» THE INPUT

········

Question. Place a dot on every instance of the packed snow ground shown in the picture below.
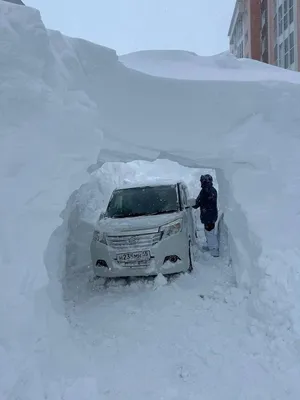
(62, 101)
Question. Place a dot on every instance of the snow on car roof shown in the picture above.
(153, 182)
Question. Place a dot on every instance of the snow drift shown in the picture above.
(63, 100)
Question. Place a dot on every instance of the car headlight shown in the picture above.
(99, 237)
(171, 229)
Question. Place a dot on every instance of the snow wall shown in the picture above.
(63, 100)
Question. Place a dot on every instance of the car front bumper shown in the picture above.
(175, 245)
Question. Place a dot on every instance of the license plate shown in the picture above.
(135, 258)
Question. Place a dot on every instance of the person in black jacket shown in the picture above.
(207, 200)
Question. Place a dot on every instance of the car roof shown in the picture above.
(151, 183)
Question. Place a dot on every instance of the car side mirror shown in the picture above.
(191, 202)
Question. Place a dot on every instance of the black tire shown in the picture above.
(191, 267)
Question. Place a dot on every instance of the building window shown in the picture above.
(291, 11)
(275, 54)
(280, 55)
(280, 20)
(285, 21)
(286, 53)
(292, 47)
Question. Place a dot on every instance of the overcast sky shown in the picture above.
(129, 25)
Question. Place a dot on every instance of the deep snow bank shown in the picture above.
(85, 204)
(63, 99)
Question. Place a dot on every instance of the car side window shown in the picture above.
(186, 195)
(183, 196)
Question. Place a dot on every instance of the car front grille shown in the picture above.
(143, 241)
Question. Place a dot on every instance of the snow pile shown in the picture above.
(62, 100)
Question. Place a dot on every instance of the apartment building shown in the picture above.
(284, 33)
(278, 24)
(244, 30)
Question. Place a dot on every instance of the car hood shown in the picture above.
(145, 222)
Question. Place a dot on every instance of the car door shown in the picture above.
(185, 208)
(190, 216)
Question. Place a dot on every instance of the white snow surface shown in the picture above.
(66, 104)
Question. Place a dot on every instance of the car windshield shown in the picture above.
(147, 200)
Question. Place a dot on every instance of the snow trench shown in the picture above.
(63, 99)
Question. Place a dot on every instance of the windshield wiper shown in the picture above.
(163, 212)
(127, 215)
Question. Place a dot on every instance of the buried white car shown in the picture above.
(146, 230)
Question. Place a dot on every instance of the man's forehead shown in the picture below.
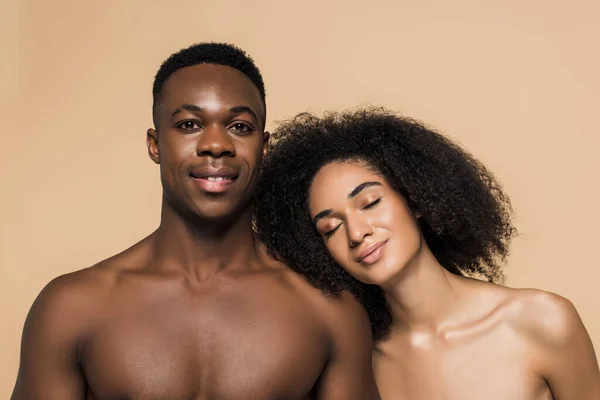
(209, 82)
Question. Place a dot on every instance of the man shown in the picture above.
(197, 310)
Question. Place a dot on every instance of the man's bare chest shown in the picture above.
(210, 350)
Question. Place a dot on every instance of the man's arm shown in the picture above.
(569, 363)
(349, 373)
(49, 367)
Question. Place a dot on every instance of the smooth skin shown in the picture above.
(453, 338)
(197, 310)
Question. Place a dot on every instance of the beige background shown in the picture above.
(516, 82)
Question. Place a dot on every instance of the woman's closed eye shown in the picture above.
(331, 232)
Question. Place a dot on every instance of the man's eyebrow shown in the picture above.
(362, 187)
(321, 215)
(187, 107)
(233, 110)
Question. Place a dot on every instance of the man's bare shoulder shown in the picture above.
(71, 300)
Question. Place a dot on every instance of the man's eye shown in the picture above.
(240, 127)
(372, 204)
(188, 125)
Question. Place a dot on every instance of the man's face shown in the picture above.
(209, 140)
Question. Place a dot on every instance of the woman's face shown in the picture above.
(366, 225)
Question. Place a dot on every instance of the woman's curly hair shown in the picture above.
(465, 216)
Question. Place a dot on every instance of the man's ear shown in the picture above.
(152, 143)
(266, 138)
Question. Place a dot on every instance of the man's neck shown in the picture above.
(202, 249)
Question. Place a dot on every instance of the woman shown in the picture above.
(398, 215)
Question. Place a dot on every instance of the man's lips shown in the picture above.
(214, 179)
(372, 253)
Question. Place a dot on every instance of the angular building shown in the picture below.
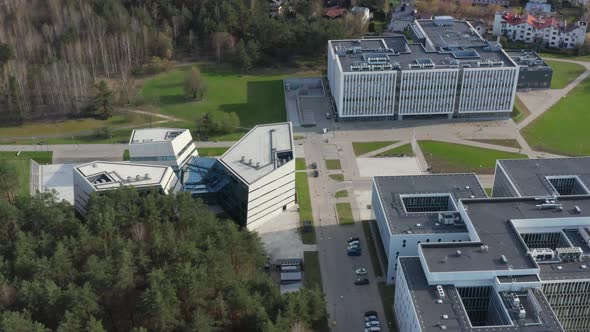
(420, 209)
(449, 71)
(162, 146)
(253, 180)
(526, 263)
(102, 176)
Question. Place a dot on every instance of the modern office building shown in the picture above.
(253, 180)
(449, 71)
(533, 73)
(162, 146)
(548, 31)
(102, 176)
(542, 177)
(525, 267)
(420, 209)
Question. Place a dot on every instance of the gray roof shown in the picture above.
(390, 188)
(491, 221)
(261, 145)
(446, 47)
(430, 313)
(528, 175)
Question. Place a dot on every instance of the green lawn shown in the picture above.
(305, 211)
(23, 166)
(341, 193)
(211, 152)
(405, 150)
(312, 275)
(511, 143)
(372, 249)
(74, 127)
(446, 157)
(333, 164)
(344, 213)
(563, 129)
(564, 73)
(361, 148)
(256, 98)
(520, 111)
(336, 177)
(387, 293)
(300, 164)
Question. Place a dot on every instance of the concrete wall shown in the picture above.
(405, 314)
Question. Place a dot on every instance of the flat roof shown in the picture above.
(446, 47)
(260, 145)
(430, 313)
(105, 175)
(491, 221)
(528, 175)
(154, 135)
(390, 188)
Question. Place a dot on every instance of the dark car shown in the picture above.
(353, 251)
(361, 281)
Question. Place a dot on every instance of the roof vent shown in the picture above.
(503, 259)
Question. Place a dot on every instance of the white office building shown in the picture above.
(101, 176)
(449, 71)
(410, 210)
(162, 146)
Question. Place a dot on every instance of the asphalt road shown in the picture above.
(347, 303)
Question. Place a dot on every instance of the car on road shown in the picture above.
(353, 251)
(361, 281)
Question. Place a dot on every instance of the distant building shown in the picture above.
(102, 176)
(525, 267)
(420, 209)
(549, 31)
(449, 71)
(162, 146)
(534, 73)
(363, 12)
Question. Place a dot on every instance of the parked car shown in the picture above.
(361, 281)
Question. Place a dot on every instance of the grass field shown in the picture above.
(311, 270)
(387, 293)
(305, 211)
(256, 98)
(372, 249)
(341, 193)
(361, 148)
(74, 127)
(564, 73)
(405, 149)
(511, 143)
(333, 164)
(23, 166)
(563, 129)
(520, 111)
(211, 152)
(446, 157)
(300, 164)
(344, 213)
(336, 177)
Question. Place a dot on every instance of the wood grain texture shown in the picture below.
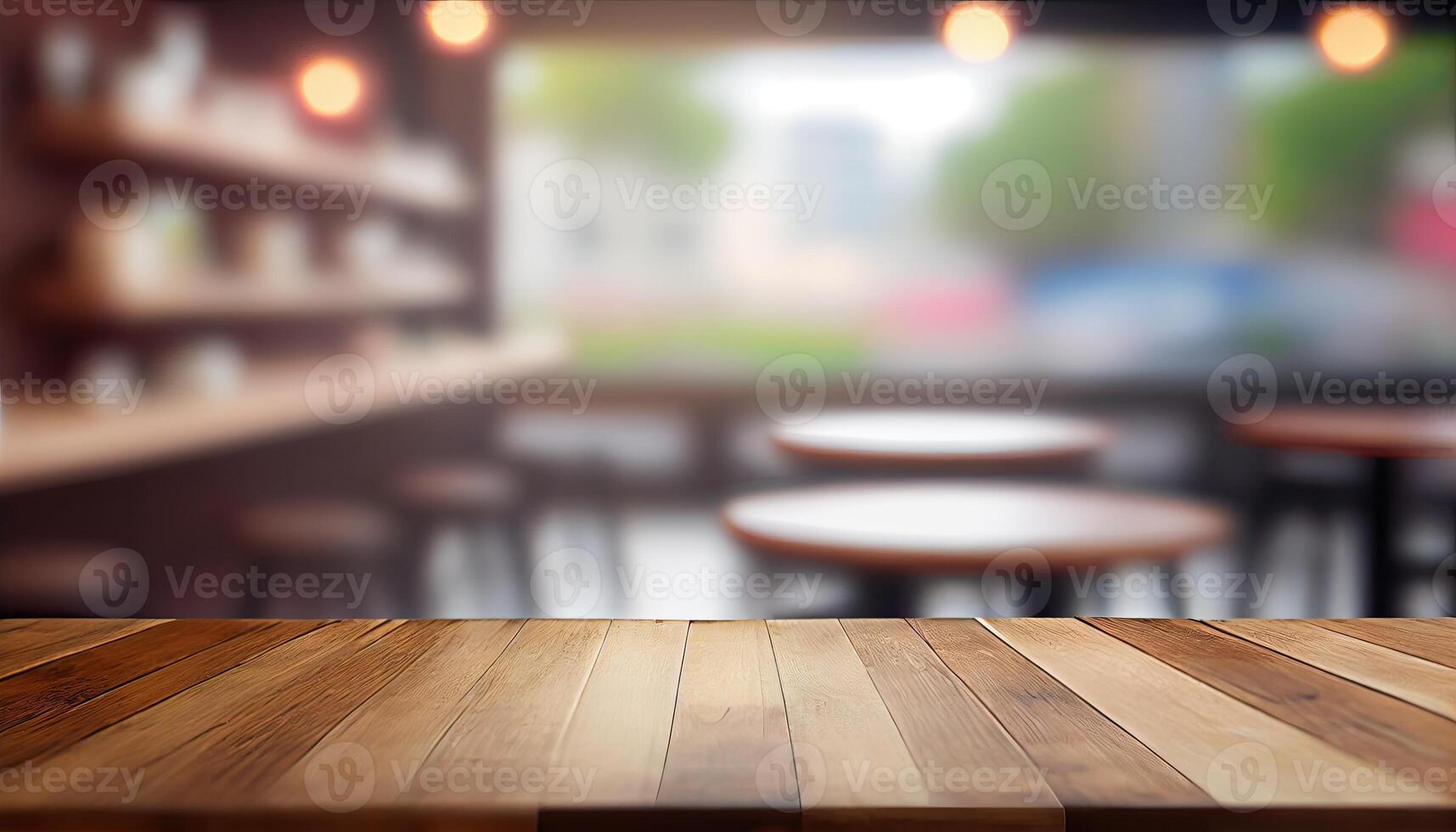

········

» GIVEN TASK
Locate every line in the items above that contains the string "front" and copy each one out. Matching is case-sensitive.

» RIGHT ANSWER
Question. Place a dot on every instance of the car front bumper shown in the picture above.
Question. Place a dot on every instance of the car front grille shown in the picture above.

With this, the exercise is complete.